◆ **Activity**
The entries below must be restated word for word.

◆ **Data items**
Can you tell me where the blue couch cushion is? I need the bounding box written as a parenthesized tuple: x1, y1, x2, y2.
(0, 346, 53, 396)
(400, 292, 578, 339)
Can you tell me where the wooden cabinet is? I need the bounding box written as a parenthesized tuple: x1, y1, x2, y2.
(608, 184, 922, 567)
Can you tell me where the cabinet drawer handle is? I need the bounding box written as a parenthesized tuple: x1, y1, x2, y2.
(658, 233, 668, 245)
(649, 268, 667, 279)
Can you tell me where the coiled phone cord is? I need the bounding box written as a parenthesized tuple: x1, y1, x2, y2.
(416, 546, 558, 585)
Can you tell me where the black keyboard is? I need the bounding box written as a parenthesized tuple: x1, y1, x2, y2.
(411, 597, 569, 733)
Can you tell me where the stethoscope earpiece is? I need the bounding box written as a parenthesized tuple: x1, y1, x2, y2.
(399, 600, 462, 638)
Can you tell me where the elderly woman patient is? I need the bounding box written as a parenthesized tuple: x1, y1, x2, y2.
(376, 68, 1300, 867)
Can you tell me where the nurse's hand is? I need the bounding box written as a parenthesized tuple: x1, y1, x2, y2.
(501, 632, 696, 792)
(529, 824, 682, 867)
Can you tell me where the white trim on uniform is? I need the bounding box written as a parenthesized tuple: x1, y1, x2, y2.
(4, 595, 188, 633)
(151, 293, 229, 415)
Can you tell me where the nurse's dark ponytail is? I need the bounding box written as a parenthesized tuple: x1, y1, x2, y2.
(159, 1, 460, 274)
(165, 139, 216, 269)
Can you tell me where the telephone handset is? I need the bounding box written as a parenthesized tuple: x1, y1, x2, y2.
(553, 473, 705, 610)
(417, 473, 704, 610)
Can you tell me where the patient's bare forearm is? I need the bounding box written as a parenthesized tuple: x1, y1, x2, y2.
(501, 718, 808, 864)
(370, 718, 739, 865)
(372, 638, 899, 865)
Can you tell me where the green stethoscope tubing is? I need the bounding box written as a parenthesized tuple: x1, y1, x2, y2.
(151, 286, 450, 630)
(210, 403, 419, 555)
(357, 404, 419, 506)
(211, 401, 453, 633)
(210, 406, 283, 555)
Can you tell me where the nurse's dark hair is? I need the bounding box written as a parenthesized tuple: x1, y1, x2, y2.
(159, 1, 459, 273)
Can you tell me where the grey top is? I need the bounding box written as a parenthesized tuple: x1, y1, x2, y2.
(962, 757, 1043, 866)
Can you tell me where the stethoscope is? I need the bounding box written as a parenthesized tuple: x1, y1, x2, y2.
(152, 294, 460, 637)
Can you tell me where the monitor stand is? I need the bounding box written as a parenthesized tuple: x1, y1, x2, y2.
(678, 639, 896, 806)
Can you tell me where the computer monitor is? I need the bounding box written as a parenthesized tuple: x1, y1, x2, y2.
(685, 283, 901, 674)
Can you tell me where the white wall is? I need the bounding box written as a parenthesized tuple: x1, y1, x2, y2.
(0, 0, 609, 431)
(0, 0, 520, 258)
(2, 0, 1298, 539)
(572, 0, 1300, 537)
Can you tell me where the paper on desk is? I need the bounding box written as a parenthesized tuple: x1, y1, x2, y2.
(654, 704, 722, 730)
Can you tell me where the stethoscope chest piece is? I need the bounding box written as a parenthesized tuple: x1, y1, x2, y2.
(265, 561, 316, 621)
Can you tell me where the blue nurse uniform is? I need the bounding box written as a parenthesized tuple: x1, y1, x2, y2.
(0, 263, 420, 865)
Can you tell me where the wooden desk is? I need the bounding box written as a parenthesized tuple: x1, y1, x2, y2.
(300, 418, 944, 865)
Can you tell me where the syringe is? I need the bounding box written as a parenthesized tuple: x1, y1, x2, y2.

◆ **Output of the exercise**
Can you tell me where the blue couch cushion is? I need the bounding box written as a parenthesized tuple: x1, y1, x2, y2.
(0, 346, 53, 396)
(400, 292, 578, 339)
Can you tell me where the wooden cabinet is? I need the bounding box written as a parenthesized tuple: x1, y1, x2, y2.
(608, 184, 922, 567)
Can you tell me where the cabinet drawer handle is? I need the bounding box written as a parenthesized tuple: x1, y1, x2, y2.
(658, 233, 668, 245)
(649, 268, 667, 279)
Can you tell me where the coiled phone cord is? I need the bounding box written as a parenthesized tuple: x1, y1, x2, y2.
(416, 546, 558, 585)
Can you tell me where the black keyboard is? I need the bounding box written as a parenthesized tuple: x1, y1, x2, y2.
(411, 597, 569, 733)
Can you tell me where the stethoscope earpiece is? I need the bounding box written as a parenthesized tuple: x1, y1, x2, y2.
(399, 600, 462, 638)
Can you tell me where the elderly woman patient is? I need the bounding box written as a parenthesized tuple: x1, y1, x2, y2.
(376, 68, 1300, 867)
Can you tell me where the nurse's hand is? I need the bounding box written as a parenthesized tuple: x1, y1, x2, y2.
(501, 632, 696, 792)
(529, 824, 682, 867)
Can you tell me where the white trim on uniform is? I need the bounding box written as a parenthesized tuple: x1, y1, x2, y2.
(4, 595, 188, 633)
(151, 293, 229, 415)
Can you tell me where the nurse's dark ponytail is? I need the bounding box written as a parenthesized tuple: x1, y1, x2, y2.
(159, 1, 460, 274)
(165, 139, 216, 269)
Can you tell me where the telephone handset is? I need the bounding box written as a parenthesized tuple: x1, y1, x2, y2.
(553, 473, 705, 610)
(417, 473, 704, 610)
Can you tell me where the patient's bare forearm is? I need the bounding box written as a parenthesized tuple: x1, y1, x2, y2.
(501, 718, 808, 864)
(370, 718, 739, 865)
(372, 638, 899, 865)
Can you tell me where the green stethoscope tubing is? I need the bounding box written as a parenthesized tuple: x1, y1, x2, y2.
(151, 286, 450, 630)
(210, 403, 419, 555)
(357, 404, 419, 506)
(211, 401, 453, 633)
(210, 406, 283, 555)
Can you tell me where the nurse's dark hair is? I need the bounding box written as a parenthesized tuple: x1, y1, x2, y2.
(159, 1, 459, 273)
Can you tell me where the grey top is? I need the bounding box written as a parenthesized tuple: x1, y1, x2, y2.
(962, 757, 1043, 866)
Can you tell me where the stethoscope is? I need the bounding box written as a parenthesized tuple: x1, y1, x2, y2.
(152, 294, 460, 637)
Can you tell me where the monitor stand is? I need the bounding box written as a parenthesized tuple: x1, y1, x2, y2.
(678, 639, 896, 806)
Can you tell me where the computer monitor is? I need the bounding box written as a parenthesized tuple: x1, y1, x2, y2.
(685, 283, 901, 674)
Can you tell me where the white wall is? I need the bounding box written as a parenthesized tuple: x1, y1, x2, y2.
(0, 0, 609, 431)
(0, 0, 520, 258)
(2, 0, 1298, 539)
(572, 0, 1300, 537)
Can you tell me where the paper on desk is? I need the bounding box written as a parenthesized tuple: x1, y1, x2, y2.
(654, 704, 722, 730)
Can you tell me where the stethoscope chest piece is? I need the bounding box written as a parenthesized tuple: x1, y1, x2, y2.
(265, 561, 316, 621)
Can you tell me where the blue nurse uniform is? I need the bounding box written as a parenthesized tuple: x1, y1, x2, y2.
(0, 263, 420, 865)
Can you tell me where the wooden desk is? I need the bounding box written as a parenthesized tuple: x1, y1, x2, y2.
(300, 418, 944, 865)
Can you tell me where the syringe is? I need the bounding box written as a parenthesized tuple: x1, y1, x2, y2.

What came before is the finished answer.